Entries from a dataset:
****

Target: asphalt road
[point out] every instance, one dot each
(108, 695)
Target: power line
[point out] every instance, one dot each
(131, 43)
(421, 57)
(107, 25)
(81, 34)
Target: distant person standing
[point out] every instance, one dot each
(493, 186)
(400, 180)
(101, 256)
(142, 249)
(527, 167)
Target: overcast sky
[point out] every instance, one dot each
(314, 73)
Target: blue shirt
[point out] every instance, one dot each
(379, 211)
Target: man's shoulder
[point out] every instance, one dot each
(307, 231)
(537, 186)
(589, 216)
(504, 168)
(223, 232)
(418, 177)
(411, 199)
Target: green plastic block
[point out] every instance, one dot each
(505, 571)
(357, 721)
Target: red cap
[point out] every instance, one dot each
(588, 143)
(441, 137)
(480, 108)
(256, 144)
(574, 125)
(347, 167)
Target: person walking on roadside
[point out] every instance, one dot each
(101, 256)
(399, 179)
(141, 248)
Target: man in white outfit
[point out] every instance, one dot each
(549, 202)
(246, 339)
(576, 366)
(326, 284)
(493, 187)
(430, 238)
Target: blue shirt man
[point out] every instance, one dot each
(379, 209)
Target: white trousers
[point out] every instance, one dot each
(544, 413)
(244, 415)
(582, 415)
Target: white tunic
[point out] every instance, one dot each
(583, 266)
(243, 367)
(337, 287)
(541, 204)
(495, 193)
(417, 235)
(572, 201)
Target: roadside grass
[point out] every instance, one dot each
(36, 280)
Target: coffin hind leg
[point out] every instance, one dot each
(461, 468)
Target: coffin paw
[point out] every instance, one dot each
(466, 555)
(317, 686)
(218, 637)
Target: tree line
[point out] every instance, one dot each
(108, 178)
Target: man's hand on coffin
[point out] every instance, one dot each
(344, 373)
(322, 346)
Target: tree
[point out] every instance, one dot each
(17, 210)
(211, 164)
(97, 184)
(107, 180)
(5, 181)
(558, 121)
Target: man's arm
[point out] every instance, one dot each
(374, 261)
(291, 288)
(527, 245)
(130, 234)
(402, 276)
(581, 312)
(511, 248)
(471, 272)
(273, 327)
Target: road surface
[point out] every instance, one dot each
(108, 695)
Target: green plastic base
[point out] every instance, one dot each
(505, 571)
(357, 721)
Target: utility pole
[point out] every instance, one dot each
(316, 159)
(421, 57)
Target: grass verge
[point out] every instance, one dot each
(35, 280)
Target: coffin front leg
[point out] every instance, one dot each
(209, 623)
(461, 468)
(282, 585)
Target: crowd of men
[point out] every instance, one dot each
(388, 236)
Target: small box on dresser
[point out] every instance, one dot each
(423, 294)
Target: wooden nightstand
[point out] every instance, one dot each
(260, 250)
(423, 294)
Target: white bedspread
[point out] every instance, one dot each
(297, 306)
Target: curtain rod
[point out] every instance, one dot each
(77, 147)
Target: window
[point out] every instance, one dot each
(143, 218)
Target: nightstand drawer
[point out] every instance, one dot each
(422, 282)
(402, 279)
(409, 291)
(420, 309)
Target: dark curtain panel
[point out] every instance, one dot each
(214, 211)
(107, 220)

****

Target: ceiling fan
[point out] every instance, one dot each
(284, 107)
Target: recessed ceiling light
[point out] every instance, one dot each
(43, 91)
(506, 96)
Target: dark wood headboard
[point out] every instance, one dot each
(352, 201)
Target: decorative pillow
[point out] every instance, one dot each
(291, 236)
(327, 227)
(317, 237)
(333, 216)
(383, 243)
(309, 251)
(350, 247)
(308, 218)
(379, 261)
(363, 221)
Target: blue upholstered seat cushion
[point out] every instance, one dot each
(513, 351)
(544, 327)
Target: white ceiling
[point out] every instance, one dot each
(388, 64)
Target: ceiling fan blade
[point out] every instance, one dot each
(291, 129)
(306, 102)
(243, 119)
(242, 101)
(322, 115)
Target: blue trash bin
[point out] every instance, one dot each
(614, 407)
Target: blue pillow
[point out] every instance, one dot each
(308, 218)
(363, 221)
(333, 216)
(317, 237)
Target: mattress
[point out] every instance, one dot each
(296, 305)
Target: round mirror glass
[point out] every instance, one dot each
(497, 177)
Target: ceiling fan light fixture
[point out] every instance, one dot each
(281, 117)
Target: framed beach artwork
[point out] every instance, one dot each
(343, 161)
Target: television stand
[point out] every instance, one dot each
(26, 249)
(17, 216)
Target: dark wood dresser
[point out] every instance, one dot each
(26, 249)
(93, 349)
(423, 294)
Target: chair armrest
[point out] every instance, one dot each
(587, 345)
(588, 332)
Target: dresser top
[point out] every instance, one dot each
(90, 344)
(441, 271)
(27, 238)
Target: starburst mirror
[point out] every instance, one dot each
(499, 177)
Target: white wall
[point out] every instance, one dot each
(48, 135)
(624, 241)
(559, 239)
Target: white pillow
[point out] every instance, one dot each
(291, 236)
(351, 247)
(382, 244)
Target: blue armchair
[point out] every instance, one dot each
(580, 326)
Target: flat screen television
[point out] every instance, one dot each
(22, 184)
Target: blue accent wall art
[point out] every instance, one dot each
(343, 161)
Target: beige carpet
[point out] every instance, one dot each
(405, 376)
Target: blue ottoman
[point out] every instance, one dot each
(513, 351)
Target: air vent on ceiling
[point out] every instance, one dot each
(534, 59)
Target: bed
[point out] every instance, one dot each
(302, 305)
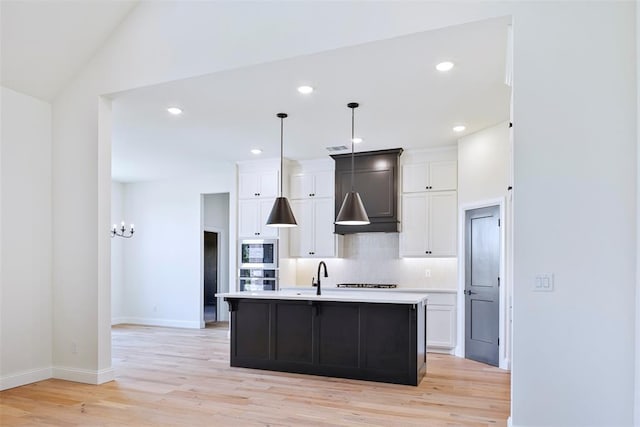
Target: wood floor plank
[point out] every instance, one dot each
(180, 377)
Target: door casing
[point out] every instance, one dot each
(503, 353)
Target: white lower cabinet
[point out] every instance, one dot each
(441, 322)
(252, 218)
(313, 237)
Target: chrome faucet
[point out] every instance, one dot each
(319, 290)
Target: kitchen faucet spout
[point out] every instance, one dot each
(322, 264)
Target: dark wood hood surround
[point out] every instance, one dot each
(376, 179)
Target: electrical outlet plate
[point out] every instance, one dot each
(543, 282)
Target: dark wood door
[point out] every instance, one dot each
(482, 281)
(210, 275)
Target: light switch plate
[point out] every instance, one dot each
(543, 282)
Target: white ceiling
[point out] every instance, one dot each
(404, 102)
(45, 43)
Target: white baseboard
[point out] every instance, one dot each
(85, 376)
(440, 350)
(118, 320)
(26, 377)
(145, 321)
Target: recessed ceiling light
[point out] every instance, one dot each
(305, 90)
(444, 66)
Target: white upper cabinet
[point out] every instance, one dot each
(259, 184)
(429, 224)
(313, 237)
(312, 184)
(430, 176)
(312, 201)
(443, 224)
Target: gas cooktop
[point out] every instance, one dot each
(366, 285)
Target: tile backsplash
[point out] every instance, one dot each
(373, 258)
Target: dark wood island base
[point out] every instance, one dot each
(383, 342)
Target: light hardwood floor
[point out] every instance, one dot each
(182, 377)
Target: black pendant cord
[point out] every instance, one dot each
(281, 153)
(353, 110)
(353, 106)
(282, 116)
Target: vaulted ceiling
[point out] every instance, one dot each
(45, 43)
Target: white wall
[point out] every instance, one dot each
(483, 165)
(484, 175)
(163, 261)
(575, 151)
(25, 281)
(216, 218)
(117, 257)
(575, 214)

****

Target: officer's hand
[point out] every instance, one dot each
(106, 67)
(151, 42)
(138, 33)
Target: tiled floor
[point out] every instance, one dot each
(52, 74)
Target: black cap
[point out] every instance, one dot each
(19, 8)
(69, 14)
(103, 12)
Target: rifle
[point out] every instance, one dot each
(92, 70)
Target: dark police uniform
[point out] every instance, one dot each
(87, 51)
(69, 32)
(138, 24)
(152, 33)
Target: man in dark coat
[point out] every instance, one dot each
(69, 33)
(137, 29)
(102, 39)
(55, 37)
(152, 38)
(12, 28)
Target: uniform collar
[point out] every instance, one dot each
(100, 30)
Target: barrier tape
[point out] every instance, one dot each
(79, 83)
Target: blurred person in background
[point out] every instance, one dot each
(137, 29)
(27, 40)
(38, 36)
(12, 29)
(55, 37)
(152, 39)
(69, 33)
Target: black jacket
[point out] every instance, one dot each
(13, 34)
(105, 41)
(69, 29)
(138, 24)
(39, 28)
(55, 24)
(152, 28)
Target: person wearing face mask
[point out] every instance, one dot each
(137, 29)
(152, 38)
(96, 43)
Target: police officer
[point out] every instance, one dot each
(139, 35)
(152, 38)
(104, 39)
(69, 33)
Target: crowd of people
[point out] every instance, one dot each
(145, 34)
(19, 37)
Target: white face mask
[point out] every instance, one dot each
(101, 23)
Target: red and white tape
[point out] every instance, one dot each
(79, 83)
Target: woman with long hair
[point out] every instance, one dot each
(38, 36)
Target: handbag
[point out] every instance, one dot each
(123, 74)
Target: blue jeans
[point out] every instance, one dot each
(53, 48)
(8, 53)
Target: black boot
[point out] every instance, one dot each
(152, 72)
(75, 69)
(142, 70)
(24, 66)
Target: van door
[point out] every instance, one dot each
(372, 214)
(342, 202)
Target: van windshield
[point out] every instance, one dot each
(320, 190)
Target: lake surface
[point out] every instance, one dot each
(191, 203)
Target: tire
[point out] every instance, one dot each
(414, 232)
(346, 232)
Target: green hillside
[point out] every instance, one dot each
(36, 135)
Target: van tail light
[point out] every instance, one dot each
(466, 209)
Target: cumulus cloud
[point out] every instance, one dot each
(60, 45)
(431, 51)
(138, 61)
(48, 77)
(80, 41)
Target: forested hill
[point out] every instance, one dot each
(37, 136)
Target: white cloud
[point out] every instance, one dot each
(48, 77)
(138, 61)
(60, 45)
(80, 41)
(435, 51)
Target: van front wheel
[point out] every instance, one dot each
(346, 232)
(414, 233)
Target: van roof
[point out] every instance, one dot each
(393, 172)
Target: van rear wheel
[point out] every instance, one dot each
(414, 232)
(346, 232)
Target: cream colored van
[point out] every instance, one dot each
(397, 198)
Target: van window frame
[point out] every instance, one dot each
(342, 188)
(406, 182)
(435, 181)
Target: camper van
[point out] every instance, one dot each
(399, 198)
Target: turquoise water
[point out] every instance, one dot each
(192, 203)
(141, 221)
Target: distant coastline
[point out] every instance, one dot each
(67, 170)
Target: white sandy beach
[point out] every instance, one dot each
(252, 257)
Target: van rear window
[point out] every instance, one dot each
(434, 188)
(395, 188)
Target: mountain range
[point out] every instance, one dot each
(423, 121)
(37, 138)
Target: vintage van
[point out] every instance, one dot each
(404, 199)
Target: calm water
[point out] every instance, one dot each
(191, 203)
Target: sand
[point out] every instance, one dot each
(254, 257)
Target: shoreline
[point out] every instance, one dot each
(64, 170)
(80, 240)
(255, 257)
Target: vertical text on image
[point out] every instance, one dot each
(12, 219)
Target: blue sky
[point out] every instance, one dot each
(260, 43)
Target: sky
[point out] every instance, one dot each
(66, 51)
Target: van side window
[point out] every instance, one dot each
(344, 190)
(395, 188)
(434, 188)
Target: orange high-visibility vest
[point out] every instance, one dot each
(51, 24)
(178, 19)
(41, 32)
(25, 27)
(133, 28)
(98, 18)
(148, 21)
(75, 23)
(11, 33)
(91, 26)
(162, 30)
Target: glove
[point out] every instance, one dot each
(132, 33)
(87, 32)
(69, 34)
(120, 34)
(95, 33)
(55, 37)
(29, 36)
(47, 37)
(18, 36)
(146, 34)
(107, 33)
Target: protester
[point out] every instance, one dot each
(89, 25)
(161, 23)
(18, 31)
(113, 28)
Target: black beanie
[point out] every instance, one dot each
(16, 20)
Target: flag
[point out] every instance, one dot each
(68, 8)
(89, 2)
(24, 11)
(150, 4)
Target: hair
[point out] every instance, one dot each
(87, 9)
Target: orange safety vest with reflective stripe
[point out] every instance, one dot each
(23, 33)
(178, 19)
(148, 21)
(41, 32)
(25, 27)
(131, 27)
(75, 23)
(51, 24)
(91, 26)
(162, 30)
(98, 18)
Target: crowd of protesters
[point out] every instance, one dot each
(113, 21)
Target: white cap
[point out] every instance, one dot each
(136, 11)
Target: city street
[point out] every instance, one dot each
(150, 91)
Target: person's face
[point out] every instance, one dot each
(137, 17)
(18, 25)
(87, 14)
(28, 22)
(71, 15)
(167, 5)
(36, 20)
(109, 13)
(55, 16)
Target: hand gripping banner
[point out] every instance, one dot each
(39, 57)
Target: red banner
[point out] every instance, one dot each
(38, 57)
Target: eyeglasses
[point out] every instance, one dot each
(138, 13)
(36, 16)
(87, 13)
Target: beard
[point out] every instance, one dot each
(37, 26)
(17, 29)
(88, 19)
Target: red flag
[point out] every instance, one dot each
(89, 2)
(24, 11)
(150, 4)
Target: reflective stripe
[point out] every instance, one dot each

****

REQUIREMENTS:
Show every line of the records that contains the string "rear".

SOLUTION FOR THIS TASK:
Target: van rear wheel
Target: van rear window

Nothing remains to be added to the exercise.